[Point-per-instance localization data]
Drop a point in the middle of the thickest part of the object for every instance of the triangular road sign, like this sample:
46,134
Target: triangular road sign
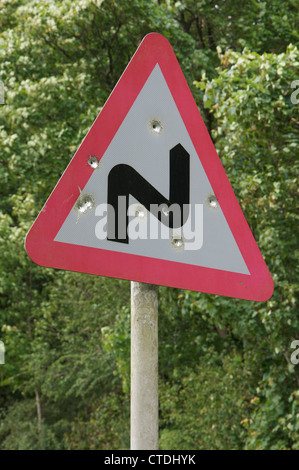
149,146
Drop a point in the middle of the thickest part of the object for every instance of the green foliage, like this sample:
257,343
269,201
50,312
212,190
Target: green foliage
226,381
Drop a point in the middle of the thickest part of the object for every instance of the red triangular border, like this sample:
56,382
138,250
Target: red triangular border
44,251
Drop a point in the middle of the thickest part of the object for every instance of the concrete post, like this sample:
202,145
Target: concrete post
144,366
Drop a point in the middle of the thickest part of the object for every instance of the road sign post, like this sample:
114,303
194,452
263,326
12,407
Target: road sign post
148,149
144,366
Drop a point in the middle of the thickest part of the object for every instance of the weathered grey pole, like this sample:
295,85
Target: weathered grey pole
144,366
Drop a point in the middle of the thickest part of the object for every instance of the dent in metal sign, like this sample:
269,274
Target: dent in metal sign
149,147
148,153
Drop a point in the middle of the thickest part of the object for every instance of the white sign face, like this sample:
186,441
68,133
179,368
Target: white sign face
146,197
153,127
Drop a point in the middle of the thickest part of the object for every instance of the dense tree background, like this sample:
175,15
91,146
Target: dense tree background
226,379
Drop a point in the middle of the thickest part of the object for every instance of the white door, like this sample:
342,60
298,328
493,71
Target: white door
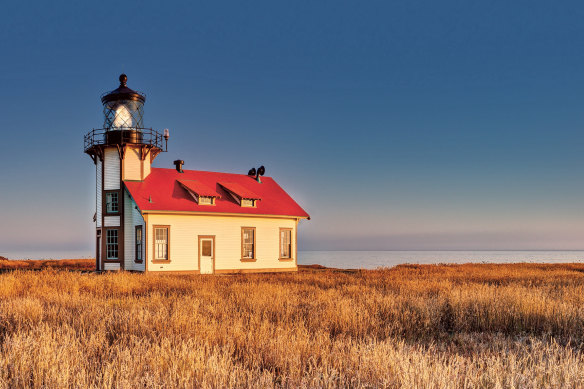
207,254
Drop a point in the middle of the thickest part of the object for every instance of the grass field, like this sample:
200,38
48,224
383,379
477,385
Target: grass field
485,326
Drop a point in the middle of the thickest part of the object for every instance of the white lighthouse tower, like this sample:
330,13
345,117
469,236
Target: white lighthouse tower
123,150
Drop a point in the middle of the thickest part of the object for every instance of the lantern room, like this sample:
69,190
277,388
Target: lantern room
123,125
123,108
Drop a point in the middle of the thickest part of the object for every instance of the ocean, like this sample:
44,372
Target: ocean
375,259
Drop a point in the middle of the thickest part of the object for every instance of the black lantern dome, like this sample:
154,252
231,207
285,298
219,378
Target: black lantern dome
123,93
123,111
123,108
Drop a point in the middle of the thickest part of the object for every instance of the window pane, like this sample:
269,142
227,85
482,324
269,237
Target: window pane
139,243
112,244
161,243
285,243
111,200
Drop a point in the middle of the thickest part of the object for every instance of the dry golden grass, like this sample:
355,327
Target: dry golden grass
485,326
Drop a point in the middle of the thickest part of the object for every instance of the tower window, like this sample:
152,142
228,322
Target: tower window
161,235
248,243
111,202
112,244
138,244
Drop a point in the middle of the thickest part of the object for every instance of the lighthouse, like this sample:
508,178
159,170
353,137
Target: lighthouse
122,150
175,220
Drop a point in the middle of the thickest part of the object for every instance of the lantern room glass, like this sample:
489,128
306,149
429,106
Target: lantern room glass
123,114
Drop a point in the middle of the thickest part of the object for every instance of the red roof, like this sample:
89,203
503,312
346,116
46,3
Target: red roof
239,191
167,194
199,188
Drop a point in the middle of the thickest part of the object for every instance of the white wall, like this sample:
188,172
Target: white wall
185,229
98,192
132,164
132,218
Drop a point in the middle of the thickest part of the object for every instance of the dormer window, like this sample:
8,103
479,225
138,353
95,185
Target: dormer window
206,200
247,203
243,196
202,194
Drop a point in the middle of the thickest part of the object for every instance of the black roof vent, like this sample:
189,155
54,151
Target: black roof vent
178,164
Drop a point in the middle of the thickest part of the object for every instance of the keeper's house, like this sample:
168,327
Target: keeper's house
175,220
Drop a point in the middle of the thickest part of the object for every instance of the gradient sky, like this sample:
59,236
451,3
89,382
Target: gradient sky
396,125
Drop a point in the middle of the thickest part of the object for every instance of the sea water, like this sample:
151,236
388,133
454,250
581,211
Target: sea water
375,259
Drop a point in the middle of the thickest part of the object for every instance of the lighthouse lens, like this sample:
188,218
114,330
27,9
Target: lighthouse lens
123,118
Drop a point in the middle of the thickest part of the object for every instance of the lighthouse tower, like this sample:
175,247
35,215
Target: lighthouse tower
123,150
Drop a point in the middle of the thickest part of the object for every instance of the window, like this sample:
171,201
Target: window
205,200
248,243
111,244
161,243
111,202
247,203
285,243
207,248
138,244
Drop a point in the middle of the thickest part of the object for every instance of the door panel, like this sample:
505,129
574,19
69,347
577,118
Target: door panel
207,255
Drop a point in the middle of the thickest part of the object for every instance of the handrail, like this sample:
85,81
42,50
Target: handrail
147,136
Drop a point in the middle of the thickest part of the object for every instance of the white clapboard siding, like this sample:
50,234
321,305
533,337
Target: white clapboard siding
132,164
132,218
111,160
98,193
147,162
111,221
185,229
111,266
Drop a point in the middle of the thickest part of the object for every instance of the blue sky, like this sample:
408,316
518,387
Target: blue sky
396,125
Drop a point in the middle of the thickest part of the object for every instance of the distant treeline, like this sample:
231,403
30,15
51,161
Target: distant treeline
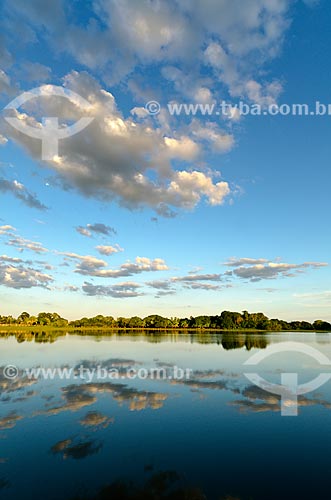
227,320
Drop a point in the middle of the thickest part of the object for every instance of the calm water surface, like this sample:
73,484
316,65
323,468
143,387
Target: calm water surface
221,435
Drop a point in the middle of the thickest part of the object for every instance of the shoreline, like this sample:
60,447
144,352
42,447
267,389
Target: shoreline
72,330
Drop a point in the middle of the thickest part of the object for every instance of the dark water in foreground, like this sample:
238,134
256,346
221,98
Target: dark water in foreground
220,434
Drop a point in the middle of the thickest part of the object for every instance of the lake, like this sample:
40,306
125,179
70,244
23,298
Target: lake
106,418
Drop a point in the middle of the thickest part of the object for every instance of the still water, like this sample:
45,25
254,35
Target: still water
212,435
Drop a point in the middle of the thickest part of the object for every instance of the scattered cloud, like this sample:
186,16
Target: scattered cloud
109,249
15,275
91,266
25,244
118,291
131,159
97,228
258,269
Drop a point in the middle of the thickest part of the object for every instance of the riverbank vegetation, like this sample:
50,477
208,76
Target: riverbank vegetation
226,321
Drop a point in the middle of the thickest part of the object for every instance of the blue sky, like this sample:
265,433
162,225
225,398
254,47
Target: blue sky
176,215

--

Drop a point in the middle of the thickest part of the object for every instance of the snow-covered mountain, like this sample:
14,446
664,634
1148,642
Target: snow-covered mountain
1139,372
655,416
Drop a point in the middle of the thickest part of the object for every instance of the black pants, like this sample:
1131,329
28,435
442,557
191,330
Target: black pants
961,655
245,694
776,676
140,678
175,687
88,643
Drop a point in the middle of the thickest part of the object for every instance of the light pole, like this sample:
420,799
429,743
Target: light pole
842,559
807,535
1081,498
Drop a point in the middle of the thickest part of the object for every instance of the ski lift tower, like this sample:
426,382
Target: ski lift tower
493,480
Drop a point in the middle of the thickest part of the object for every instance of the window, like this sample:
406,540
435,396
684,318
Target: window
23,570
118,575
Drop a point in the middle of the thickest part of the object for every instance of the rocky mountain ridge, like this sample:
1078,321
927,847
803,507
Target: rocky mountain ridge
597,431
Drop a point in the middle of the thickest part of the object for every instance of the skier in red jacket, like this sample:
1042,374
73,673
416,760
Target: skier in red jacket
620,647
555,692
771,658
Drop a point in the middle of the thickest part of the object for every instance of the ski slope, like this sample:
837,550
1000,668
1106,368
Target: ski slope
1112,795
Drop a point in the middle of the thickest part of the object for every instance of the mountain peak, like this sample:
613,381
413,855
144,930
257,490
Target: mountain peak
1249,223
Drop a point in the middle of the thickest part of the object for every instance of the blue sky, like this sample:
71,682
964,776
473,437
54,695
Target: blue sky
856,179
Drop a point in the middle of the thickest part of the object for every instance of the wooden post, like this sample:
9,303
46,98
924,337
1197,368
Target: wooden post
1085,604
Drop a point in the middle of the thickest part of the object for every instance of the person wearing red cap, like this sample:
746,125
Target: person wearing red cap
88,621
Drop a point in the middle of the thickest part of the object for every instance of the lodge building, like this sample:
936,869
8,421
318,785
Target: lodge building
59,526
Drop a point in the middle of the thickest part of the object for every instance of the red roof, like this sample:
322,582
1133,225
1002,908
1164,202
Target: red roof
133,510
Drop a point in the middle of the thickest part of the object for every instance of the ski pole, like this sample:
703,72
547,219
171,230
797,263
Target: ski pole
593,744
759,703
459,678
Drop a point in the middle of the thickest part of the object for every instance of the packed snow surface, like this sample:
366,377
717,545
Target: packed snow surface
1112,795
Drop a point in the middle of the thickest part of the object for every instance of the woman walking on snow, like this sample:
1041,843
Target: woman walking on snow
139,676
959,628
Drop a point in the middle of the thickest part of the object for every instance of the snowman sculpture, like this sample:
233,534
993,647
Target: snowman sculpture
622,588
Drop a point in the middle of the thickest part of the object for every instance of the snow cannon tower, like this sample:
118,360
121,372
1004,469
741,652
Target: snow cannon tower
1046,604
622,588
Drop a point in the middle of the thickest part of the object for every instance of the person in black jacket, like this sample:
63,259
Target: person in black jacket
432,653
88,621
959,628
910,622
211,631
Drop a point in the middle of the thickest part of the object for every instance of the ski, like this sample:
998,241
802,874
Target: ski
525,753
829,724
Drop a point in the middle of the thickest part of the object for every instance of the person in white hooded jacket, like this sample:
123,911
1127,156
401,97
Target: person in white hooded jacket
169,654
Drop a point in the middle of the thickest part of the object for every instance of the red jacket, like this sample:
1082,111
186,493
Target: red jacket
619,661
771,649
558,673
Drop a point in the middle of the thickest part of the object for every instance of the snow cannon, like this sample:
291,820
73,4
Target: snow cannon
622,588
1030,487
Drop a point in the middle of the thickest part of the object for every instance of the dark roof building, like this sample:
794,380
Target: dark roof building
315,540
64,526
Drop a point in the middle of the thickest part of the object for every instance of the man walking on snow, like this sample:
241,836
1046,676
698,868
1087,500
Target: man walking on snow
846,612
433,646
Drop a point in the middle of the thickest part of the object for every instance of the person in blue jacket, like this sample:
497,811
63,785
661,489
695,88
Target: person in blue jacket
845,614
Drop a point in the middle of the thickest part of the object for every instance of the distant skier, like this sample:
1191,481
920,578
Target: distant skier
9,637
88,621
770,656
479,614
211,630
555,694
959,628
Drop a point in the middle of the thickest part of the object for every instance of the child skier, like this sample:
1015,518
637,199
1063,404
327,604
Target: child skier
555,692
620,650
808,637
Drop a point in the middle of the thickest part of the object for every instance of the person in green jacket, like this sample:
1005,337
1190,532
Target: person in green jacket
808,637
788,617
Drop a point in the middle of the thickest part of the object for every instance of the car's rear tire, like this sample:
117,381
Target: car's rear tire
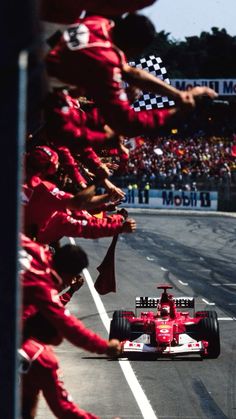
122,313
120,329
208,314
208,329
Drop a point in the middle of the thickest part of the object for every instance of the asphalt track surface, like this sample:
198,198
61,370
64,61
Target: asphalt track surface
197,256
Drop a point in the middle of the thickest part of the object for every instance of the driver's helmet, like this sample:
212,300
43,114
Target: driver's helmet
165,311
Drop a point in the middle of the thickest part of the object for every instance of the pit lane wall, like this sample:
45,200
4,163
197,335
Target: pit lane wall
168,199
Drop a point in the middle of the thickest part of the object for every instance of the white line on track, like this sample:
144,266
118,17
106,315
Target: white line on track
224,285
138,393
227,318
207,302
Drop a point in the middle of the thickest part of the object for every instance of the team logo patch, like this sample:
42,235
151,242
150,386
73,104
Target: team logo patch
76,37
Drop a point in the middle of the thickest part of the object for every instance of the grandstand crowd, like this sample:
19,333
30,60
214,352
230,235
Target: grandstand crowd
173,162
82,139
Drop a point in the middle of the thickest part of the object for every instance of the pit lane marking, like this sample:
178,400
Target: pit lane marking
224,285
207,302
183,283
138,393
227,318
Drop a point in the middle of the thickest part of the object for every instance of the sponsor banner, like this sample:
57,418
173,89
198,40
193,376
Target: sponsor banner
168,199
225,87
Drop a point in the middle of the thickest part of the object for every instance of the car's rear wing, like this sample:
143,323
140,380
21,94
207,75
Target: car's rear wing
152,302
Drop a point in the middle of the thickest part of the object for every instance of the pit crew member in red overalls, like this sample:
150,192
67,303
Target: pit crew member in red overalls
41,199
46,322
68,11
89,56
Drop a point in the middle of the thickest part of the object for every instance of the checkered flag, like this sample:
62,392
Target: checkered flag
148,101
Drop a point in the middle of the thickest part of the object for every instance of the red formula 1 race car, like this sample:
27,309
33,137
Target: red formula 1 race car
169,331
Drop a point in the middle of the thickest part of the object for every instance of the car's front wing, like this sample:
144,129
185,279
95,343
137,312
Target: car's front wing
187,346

--

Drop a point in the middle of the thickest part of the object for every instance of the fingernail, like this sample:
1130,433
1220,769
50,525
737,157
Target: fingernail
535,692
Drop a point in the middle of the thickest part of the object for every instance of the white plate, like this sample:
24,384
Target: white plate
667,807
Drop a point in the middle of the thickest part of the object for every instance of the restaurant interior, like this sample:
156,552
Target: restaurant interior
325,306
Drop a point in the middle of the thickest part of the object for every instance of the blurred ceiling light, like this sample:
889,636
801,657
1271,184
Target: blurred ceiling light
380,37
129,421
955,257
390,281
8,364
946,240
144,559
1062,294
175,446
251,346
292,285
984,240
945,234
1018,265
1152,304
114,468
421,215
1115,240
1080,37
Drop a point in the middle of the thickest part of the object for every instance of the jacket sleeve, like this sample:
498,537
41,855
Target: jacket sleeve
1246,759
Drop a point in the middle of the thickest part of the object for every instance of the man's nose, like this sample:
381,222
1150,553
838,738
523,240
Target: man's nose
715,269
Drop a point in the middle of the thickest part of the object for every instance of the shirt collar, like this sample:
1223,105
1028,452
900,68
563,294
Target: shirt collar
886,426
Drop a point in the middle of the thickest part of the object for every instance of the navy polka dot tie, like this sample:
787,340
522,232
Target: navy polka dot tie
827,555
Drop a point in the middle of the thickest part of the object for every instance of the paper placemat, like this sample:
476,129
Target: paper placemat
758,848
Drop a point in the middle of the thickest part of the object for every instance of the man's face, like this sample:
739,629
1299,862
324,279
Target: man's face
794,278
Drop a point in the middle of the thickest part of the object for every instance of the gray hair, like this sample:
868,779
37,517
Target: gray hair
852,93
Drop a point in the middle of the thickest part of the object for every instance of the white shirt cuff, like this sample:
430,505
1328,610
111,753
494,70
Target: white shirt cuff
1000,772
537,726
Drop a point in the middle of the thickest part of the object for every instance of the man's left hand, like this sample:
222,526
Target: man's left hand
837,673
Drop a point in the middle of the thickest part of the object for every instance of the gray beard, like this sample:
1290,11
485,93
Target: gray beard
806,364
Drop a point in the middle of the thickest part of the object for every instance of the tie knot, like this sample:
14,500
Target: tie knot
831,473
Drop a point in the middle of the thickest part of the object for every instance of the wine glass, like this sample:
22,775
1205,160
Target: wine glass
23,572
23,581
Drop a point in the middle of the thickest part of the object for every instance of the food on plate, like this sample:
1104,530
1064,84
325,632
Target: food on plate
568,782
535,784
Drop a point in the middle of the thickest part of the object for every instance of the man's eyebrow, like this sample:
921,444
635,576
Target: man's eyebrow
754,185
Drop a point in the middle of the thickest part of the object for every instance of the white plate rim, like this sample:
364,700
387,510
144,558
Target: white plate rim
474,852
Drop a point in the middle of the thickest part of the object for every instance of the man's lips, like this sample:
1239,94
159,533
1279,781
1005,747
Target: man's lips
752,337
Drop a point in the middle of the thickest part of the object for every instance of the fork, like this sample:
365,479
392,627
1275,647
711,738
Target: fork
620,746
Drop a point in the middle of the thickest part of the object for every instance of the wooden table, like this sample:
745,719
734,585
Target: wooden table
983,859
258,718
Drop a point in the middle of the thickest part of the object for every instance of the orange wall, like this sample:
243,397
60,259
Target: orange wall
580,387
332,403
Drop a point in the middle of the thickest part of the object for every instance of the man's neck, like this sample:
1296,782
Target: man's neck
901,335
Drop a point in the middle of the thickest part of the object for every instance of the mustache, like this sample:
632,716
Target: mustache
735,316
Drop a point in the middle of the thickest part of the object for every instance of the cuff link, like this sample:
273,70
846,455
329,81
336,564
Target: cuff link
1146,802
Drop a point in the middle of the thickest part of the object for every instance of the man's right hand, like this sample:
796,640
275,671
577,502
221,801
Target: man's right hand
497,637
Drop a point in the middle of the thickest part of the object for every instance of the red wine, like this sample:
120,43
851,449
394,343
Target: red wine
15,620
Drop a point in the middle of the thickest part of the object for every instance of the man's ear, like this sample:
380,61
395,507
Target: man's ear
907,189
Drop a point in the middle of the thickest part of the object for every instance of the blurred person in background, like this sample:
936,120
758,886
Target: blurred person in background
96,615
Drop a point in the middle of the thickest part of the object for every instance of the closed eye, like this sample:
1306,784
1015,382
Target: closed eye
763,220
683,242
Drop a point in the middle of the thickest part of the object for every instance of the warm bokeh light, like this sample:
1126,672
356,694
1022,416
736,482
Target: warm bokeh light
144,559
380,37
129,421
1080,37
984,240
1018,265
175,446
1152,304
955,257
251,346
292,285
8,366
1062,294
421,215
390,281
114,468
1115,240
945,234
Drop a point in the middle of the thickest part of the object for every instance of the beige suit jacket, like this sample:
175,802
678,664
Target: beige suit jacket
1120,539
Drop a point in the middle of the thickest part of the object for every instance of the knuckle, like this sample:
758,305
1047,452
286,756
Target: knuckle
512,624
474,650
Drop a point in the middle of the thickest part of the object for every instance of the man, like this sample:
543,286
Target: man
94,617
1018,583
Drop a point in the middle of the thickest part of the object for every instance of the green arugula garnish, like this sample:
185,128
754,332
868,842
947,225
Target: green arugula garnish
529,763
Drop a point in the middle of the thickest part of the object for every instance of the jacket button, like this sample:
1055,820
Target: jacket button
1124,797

_Exercise objective_.
With the pictures removed from your copy, retype the lines above from the one that contains "of the triangular" through the one that contains "of the road", exactly.

_Exercise output_.
Drop a point in the middle of the thickest part of the object for every instance of the triangular road sign, like this sample:
46,134
Target: triangular road sign
149,146
Drop a point in the middle of the thickest part of the object for every instance of the green foliage, like this sample:
257,343
269,201
50,312
212,190
Target: green foliage
226,381
Drop a point in the middle of the thickest part of the object for every instance of the red triangular border, like this sample:
56,382
138,250
Target: red triangular border
44,251
Drop a point in the middle of the thickest part of the object for every instance of the concrete post, like this sample:
202,145
Target: concrete post
144,366
Drop a point in the middle of the thickest part of the object for every instance of the road sign post, like this sample:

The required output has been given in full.